-- EXERCISE INPUT start --

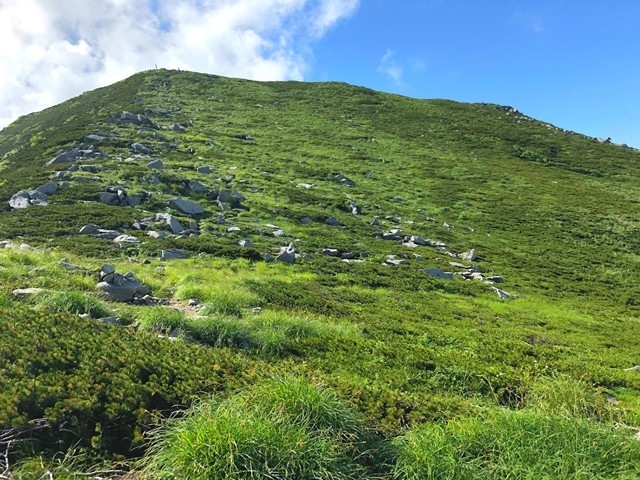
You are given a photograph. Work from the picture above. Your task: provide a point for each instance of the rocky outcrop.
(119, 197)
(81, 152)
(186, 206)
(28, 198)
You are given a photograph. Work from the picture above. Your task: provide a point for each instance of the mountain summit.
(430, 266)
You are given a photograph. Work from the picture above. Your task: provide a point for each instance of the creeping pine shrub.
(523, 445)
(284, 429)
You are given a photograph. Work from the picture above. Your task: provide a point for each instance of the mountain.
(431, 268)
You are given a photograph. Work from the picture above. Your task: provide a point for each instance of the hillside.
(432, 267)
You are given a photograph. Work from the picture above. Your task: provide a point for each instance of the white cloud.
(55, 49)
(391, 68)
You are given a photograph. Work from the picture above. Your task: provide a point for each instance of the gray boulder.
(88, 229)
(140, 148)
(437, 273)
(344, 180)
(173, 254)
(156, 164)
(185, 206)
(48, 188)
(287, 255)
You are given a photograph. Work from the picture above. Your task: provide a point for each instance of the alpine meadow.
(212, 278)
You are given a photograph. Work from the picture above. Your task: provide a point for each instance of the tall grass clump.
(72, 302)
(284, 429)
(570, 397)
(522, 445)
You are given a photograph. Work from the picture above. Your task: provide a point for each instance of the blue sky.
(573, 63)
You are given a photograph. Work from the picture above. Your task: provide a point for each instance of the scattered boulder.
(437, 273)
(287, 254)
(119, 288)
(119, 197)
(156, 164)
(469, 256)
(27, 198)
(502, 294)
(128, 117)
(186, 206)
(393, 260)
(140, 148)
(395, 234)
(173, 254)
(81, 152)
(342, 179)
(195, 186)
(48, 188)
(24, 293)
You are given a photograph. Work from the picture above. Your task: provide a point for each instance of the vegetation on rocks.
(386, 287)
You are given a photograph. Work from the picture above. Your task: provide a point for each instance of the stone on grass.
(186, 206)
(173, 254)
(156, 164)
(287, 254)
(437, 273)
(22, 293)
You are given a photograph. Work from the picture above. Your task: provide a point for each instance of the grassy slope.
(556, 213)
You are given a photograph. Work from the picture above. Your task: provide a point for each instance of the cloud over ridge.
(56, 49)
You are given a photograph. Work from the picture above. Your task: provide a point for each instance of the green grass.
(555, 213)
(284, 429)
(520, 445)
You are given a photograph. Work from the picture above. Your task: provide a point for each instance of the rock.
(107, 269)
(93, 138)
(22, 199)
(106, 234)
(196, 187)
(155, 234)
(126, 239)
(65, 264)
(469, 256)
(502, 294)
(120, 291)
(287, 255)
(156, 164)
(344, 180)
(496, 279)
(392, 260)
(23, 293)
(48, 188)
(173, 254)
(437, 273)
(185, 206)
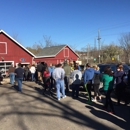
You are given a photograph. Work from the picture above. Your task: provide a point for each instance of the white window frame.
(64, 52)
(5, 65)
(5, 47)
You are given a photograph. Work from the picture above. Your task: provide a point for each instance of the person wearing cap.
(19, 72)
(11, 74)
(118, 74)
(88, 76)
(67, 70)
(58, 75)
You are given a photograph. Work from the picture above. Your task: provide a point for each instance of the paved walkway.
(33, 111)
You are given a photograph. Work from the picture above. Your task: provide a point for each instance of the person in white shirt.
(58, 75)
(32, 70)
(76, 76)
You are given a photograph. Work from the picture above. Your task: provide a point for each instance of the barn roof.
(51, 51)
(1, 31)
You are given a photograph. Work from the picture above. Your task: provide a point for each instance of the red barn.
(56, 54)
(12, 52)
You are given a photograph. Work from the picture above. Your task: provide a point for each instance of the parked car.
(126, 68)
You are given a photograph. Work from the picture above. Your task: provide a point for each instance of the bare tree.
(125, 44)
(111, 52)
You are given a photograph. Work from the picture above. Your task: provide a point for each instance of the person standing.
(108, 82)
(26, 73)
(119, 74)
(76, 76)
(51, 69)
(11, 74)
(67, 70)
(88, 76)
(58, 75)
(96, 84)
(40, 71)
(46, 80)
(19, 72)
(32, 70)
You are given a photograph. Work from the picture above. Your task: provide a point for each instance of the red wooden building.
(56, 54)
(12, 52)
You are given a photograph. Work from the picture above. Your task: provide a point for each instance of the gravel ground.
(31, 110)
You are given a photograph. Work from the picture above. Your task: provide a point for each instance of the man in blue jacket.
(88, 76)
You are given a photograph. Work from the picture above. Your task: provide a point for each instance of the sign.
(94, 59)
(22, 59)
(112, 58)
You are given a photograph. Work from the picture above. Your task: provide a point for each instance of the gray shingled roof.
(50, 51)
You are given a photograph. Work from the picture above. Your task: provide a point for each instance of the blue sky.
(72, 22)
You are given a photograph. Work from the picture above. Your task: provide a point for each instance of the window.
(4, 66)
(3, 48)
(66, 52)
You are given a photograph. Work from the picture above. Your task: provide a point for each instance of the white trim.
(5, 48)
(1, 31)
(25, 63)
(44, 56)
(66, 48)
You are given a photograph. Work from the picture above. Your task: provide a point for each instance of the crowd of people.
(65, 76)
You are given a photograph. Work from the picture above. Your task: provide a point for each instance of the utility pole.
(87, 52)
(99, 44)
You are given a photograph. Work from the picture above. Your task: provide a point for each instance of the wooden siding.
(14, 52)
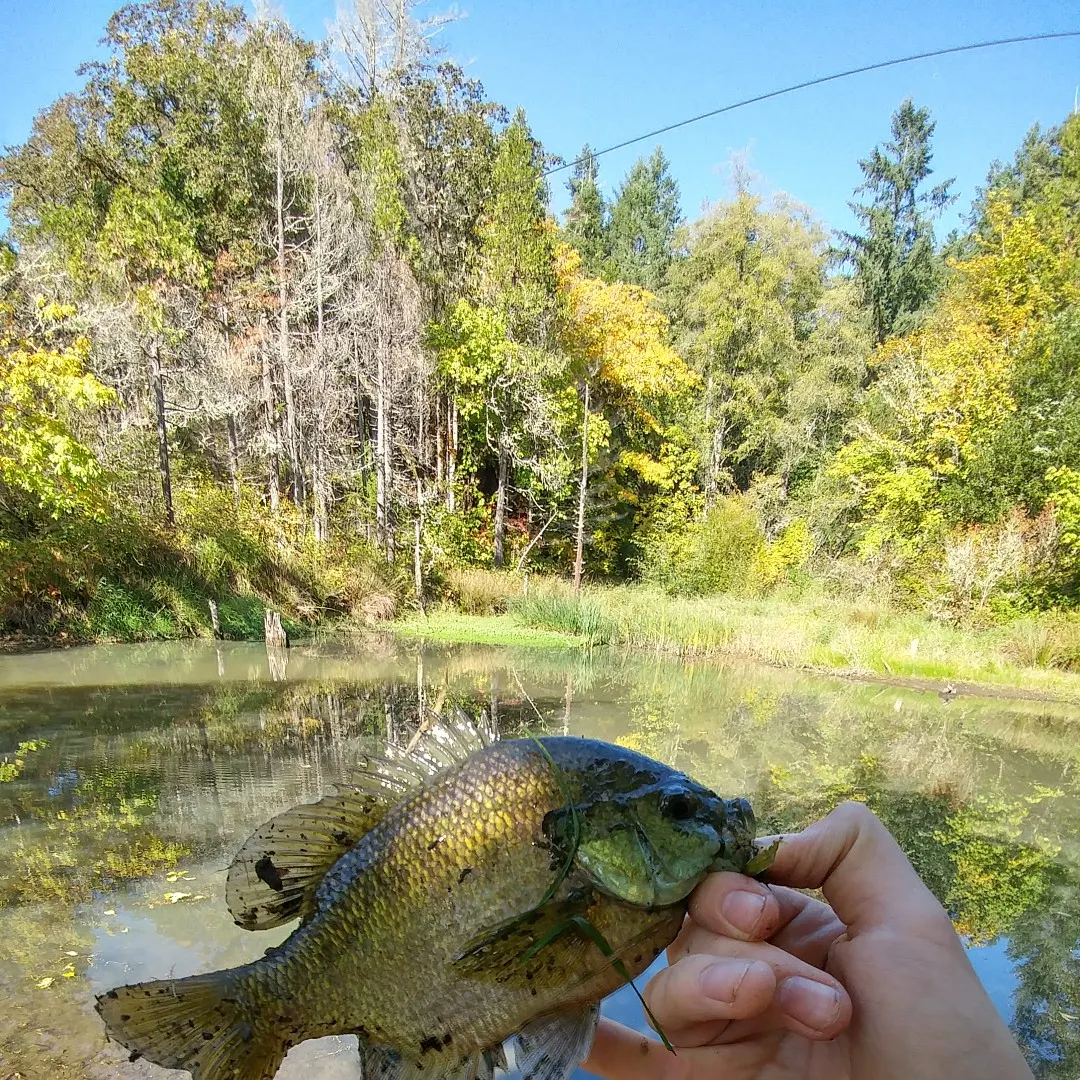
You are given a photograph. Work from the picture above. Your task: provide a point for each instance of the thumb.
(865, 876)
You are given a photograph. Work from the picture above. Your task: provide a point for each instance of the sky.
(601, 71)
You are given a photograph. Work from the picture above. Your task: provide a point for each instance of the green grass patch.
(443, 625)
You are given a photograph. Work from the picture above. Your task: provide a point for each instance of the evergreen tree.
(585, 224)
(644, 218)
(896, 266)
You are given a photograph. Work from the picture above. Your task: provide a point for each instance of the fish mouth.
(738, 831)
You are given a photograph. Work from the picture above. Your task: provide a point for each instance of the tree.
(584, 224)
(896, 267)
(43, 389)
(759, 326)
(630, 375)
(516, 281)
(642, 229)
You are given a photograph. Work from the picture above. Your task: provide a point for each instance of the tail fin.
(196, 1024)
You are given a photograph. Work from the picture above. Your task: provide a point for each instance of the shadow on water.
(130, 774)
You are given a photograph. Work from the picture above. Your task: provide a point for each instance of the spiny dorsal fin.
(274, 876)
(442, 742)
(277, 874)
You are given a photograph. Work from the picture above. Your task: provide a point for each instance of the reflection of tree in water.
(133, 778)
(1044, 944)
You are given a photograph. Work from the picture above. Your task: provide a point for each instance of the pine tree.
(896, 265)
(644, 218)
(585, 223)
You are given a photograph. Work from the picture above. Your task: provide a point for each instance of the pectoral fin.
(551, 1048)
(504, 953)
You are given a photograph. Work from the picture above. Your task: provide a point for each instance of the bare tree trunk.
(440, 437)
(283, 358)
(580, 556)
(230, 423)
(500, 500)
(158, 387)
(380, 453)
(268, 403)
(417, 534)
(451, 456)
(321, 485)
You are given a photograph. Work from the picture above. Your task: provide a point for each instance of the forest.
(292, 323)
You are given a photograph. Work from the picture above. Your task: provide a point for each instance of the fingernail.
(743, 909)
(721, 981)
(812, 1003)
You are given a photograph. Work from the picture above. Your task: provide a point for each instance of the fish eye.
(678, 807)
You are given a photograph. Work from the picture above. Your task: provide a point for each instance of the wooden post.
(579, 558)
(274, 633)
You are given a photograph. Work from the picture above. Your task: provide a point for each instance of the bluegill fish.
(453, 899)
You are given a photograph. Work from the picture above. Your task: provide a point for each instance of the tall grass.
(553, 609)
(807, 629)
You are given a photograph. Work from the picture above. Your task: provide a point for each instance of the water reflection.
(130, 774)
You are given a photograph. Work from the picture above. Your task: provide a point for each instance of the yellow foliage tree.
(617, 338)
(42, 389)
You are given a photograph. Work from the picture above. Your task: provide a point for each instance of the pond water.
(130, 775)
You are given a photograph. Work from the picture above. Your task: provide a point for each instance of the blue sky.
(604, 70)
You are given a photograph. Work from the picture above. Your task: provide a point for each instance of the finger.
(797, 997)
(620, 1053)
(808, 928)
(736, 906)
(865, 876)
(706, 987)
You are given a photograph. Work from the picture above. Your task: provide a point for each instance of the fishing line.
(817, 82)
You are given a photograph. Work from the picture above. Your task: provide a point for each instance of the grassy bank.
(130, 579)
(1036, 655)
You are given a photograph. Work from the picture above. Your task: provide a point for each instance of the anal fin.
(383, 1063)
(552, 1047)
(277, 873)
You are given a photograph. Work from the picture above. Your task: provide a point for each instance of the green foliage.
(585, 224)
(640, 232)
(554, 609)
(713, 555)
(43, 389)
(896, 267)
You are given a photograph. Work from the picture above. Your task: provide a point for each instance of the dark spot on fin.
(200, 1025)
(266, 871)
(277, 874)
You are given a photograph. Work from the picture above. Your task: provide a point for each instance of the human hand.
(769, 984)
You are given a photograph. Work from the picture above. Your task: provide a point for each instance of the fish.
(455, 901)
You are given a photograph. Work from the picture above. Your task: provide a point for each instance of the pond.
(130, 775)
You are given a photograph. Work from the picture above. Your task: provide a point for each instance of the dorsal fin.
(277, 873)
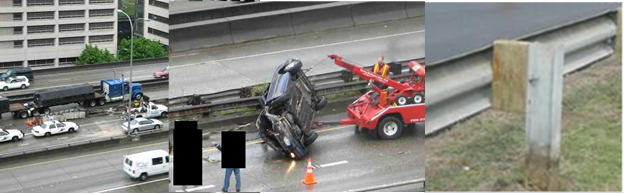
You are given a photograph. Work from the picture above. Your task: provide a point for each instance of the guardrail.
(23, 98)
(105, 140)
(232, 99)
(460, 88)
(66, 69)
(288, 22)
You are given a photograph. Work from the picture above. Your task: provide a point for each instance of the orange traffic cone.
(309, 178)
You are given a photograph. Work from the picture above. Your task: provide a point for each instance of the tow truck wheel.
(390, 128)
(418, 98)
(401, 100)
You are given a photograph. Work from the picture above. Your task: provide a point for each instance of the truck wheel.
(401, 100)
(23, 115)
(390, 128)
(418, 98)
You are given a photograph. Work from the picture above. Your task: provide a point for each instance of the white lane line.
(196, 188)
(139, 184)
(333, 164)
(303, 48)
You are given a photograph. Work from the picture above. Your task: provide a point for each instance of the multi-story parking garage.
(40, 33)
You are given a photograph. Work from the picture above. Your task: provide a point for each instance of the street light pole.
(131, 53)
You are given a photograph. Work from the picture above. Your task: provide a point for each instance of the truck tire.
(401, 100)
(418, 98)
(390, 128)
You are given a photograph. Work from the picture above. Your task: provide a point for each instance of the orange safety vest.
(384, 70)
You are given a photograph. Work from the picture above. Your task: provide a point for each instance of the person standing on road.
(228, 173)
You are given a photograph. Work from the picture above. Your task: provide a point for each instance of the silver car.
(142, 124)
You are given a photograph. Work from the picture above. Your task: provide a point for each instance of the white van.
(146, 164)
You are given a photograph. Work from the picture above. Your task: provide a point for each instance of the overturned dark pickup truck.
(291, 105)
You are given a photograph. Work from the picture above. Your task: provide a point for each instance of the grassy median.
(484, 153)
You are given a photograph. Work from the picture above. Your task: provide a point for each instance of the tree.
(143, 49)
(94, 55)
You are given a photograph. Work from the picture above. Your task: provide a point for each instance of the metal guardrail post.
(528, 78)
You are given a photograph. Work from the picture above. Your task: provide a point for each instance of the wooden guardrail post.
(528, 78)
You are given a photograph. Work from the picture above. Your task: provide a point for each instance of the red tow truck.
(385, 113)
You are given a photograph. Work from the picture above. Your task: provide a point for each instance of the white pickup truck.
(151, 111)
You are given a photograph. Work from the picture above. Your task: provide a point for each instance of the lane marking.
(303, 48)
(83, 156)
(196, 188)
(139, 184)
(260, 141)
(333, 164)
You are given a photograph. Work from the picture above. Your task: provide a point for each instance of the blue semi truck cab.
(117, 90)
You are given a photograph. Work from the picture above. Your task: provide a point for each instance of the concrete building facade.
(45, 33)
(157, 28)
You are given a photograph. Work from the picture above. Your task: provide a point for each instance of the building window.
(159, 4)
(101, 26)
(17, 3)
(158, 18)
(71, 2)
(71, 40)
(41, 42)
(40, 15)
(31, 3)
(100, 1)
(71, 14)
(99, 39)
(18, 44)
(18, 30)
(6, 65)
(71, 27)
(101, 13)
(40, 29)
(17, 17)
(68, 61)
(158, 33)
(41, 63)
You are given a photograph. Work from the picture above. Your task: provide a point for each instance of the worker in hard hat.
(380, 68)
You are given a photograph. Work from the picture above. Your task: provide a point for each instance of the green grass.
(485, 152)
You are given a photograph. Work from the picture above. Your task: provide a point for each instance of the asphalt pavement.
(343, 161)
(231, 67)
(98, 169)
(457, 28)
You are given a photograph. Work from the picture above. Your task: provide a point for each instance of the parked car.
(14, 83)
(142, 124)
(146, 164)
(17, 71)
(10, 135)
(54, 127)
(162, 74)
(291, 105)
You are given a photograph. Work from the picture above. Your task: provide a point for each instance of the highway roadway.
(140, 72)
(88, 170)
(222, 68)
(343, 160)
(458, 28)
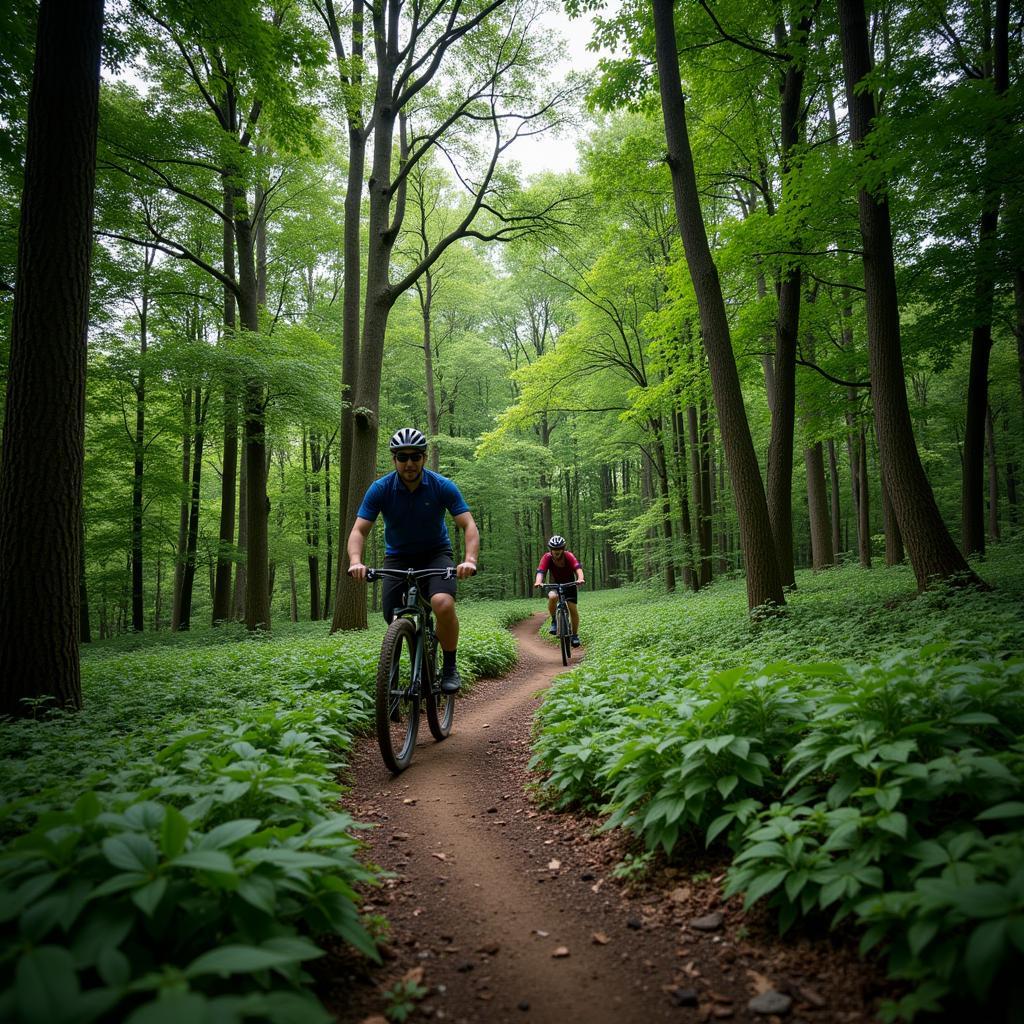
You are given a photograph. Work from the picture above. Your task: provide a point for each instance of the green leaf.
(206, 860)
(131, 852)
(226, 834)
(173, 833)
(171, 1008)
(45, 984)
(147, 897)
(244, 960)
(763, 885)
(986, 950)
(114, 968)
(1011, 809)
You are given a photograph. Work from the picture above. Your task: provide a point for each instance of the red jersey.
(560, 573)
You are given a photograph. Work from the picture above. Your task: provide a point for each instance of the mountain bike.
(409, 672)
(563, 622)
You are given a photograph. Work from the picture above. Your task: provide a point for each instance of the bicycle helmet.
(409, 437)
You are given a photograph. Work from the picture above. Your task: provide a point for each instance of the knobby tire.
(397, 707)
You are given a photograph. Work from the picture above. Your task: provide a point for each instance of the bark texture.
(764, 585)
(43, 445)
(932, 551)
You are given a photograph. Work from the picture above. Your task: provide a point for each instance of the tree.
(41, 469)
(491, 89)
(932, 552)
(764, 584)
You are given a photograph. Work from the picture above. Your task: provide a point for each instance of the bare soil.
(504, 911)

-- EXERCISE INPUT end --

| THE REQUEST |
Output exactly the lines above, from the one holding "the red jersey." through the end of the data, including the first and last.

| RESPONSE |
You are given a photograph. Work from the picture above. Your task: provide a point for each instance of the red jersey.
(560, 573)
You are given a photograph. Work from the picture above. Your task: provide a point for each instance of the mountain bike.
(409, 672)
(563, 622)
You are given a photograph. Work from the picture above. Your task: provide a point for each instance of the bicycle helmet.
(409, 437)
You are given a photograph. Work from the picture above. Your task: provide a point for each instance of the knobby tire.
(397, 707)
You are given a photograph. Work from the picture above. Your task: provide a point for each instance of the bark texture.
(764, 585)
(43, 445)
(932, 551)
You are given a photograph. Work from the picture above. Your task: provide a point for each instance of the tree.
(41, 469)
(491, 89)
(932, 552)
(764, 584)
You are given a photograph. Work from the picture above. Your task: provide a point for each instance of the bare soil.
(504, 911)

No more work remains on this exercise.